### BRONTEKST
□ □ □ □

Je hebt eierbroedmachines en je hebt – niet te verwarren – eierkokers.
Nou, die eerste hadden wij een in de gang staan, om een paar eitjes van eenden uit te broeden. Elke keer als het water in zo’n machine bijna op is, piept de machine. Zodat wij weten: ah, even het water bijvullen.
De kinderen leven natuurlijk volop mee. Hartstikke spannend. Wanneer zien we het eerste barstje? Wanneer komt het eerste kuiken?

Dus deze week zijn we weer eens aan het kijken bij de machine als het piepje gaat. Wij weten: ah, bij vullen.
Een van de kinderen heeft thuis waarschijnlijk een eierkoker. ‘Hé’, zegt het, ‘de eitjes zijn klaar …’
Eieren broeden duurt iets langer dan eieren koken.
Maar toch … is deze week ook het eerste ei uit gekomen. Het eerste kuiken was daar: het mooiste kuiken dat je ooit hebt gezien!
‘Hoe noemen we hem’, vragen we de kinderen.
Dat vragen we altijd. En volgens mij kunnen we de namen van alle eenden die ooit op ons kinderdagverblijf hebben gewoond op één hand tellen. De familie Duck is daarbij een dankbare inspiratie.
Ook nu weer.
‘Kwak!’
Prima. Wel meteen weer voorgenomen: niet verkleinen!
Het tweede kuiken volgde snel.
En ja hoor: Kwik!
Nu nog even wachten op die derde. Hoe die gaat heten? We hebben een vermoeden -)
Die eerste twee doen de vermoedelijke naam van hun toekomstige broertje of zusje in ieder geval al eer aan: ze kwekken al volop!

□ □ □ □

### VERKEN HET MATERIAAL
a. Beantwoord de volgende vragen aan de hand van de tekst over de eendeneieren.
(i) Wat doet de machine als het water bijna op is?
(ii) Welke naam krijgt het eerste kuiken?
(iii) Welke naam krijgt het tweede kuiken?
b. Vat de tekst over de eendeneieren samen in twee zinnen.
c. Kopieer letterlijk het deel van de tekst over de eendeneieren dat begint bij "Nou, die eerste" en eindigt bij "ah, bij vullen.".
De regels hebben niets met de tekst over de eendeneieren te maken.

### Aanwijsgegevens voor verwijzende uitdrukkingen

□ □ □ □

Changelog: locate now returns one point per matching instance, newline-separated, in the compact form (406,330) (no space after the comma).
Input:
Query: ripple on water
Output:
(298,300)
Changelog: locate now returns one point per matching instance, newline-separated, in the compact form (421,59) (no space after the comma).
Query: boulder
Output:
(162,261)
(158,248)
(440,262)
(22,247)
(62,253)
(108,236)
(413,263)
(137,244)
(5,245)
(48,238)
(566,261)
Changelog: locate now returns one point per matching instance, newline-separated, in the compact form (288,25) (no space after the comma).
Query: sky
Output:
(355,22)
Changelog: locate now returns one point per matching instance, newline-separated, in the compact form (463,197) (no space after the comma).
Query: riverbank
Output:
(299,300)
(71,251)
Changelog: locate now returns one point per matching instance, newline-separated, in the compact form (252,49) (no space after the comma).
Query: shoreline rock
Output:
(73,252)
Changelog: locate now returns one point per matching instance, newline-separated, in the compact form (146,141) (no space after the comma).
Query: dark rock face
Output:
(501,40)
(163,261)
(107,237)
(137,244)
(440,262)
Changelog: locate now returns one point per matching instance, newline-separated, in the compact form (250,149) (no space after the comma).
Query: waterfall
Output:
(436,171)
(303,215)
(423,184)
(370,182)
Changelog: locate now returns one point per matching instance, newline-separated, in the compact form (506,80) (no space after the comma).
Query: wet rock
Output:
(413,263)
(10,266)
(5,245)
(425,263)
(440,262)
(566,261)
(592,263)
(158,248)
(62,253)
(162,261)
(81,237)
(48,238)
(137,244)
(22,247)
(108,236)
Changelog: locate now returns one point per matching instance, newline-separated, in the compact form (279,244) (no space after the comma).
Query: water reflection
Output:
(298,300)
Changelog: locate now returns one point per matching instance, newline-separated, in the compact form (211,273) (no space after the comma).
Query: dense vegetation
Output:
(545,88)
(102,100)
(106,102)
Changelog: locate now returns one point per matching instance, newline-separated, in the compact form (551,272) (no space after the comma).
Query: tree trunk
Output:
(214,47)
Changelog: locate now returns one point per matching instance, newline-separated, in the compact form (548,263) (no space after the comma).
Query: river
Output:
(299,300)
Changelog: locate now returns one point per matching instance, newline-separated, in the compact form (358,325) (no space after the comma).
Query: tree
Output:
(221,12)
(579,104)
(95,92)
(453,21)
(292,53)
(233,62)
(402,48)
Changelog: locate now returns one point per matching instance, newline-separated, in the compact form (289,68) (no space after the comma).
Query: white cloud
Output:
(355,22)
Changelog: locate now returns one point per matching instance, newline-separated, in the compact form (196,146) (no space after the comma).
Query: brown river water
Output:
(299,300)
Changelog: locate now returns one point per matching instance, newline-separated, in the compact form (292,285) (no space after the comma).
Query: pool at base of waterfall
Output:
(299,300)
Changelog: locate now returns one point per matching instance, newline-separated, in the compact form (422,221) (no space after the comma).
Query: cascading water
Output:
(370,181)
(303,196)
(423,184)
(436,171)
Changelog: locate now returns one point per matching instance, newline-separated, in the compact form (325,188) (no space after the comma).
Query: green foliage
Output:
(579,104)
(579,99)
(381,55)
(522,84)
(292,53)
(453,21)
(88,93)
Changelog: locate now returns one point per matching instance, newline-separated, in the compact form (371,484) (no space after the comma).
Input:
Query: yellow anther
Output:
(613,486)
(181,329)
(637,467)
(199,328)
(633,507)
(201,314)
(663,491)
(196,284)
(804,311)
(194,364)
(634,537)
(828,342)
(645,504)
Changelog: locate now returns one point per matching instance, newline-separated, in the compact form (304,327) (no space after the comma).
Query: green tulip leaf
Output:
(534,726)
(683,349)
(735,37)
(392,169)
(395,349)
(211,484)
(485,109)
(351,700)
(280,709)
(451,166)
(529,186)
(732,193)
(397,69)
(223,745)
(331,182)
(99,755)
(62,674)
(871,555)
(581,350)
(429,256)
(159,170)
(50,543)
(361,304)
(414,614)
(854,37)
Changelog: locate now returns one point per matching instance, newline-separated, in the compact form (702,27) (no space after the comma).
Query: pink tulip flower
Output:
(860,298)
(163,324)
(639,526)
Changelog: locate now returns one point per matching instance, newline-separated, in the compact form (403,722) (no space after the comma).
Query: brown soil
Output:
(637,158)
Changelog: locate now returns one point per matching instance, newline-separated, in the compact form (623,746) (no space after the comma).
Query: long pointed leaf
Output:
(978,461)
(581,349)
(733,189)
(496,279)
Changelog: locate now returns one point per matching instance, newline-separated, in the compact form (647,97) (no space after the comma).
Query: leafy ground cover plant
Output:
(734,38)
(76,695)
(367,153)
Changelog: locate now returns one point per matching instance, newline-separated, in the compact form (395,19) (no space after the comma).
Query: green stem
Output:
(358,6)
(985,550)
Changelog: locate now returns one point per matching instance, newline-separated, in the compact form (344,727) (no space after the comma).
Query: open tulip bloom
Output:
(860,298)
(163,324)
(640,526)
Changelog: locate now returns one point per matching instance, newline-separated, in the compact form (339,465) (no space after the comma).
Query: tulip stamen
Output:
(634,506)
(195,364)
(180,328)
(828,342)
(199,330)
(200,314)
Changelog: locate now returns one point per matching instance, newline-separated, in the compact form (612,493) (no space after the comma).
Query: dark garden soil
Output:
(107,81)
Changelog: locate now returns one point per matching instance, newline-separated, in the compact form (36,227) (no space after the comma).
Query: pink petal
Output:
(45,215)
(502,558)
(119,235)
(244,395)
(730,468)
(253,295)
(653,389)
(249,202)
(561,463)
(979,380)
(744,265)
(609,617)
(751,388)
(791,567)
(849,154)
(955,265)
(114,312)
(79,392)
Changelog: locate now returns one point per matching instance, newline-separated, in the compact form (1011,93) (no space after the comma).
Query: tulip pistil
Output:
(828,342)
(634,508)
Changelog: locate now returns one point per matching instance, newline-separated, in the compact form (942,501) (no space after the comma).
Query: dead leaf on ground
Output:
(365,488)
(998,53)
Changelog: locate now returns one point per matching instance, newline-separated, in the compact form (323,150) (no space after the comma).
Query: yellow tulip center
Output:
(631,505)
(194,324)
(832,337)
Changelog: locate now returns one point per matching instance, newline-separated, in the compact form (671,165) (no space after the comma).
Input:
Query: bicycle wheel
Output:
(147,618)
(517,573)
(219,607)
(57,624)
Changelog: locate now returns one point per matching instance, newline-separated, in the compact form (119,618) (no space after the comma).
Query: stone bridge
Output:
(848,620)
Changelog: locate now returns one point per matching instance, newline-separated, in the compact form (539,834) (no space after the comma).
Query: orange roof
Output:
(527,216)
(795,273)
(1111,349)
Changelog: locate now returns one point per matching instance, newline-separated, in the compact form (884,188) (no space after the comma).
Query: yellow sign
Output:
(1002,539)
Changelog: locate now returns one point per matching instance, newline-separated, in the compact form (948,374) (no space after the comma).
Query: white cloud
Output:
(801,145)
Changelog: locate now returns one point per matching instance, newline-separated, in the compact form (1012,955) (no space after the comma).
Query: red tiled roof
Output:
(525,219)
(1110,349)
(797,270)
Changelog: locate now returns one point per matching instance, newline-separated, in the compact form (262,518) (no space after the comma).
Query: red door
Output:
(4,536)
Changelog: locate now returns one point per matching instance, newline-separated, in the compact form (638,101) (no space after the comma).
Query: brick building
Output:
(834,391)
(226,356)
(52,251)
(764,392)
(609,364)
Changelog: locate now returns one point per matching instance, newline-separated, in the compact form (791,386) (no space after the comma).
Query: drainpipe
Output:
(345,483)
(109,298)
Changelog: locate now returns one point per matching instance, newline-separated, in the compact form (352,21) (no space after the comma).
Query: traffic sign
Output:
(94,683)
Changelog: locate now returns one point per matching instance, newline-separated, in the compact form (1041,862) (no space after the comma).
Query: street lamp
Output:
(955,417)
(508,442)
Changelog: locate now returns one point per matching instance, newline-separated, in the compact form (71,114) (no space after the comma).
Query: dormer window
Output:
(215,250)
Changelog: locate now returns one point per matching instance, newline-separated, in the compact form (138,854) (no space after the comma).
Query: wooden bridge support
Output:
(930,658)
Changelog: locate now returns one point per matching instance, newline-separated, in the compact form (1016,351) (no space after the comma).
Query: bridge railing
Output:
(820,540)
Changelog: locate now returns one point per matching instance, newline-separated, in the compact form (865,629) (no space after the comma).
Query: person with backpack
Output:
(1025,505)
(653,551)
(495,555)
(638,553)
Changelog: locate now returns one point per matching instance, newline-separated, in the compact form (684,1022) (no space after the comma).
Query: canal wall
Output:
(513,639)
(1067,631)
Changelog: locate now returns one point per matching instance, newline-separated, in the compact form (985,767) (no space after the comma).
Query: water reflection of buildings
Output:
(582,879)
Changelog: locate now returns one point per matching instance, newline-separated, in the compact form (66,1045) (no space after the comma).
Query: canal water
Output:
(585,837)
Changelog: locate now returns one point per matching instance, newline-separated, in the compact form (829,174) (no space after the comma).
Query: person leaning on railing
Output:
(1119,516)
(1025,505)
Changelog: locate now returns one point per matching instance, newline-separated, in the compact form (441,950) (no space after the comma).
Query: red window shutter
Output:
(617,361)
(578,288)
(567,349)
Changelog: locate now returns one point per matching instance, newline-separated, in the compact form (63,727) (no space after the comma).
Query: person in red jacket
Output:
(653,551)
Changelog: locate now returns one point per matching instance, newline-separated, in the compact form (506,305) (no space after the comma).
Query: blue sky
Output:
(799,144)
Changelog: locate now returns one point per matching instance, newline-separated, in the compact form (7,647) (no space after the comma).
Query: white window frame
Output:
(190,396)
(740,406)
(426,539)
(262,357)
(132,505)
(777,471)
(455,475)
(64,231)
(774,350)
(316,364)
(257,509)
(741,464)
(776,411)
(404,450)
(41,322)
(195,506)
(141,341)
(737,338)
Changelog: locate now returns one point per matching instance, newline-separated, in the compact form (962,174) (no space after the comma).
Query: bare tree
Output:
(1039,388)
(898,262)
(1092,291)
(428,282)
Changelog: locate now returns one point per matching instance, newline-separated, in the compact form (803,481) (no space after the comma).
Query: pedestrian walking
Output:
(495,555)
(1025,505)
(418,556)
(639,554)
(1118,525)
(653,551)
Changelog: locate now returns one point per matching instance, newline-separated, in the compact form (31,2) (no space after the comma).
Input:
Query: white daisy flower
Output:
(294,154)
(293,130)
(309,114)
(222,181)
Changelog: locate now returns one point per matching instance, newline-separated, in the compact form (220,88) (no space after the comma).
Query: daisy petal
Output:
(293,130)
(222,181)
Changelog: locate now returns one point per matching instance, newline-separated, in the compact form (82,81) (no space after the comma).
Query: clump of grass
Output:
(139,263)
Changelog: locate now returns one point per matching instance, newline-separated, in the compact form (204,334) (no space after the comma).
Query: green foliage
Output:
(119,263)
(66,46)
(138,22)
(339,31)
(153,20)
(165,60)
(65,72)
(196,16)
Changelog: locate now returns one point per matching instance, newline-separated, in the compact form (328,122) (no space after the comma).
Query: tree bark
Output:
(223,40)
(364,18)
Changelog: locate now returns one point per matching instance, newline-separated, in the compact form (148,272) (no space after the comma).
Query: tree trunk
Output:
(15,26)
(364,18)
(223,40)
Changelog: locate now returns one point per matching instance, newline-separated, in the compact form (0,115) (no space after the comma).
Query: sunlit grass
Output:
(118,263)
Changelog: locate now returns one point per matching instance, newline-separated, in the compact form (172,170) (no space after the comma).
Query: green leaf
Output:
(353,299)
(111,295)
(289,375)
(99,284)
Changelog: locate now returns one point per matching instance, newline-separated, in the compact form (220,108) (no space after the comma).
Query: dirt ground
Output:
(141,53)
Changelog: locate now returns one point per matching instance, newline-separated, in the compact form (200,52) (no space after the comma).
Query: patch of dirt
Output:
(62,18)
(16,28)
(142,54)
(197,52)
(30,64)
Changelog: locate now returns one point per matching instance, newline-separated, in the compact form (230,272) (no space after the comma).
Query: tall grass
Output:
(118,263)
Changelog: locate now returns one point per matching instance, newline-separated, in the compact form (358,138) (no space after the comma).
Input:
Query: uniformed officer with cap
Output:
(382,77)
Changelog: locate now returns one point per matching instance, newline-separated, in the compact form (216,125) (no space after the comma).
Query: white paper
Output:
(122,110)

□ □ □ □

### OVERZICHT VAN OPLOSSINGEN
a.
(i) De machine piept.
(ii) Kwak.
(iii) Kwik.

b. Op het kinderdagverblijf stond een eierbroedmachine in de gang om eendeneieren uit te broeden, en de kinderen leefden volop mee. Deze week kwamen de eerste twee kuikens uit, die Kwak en Kwik werden genoemd, en nu wordt er nog gewacht op een derde.

c.
Nou, die eerste hadden wij een in de gang staan, om een paar eitjes van eenden uit te broeden. Elke keer als het water in zo’n machine bijna op is, piept de machine. Zodat wij weten: ah, even het water bijvullen.
De kinderen leven natuurlijk volop mee. Hartstikke spannend. Wanneer zien we het eerste barstje? Wanneer komt het eerste kuiken?

Dus deze week zijn we weer eens aan het kijken bij de machine als het piepje gaat. Wij weten: ah, bij vullen.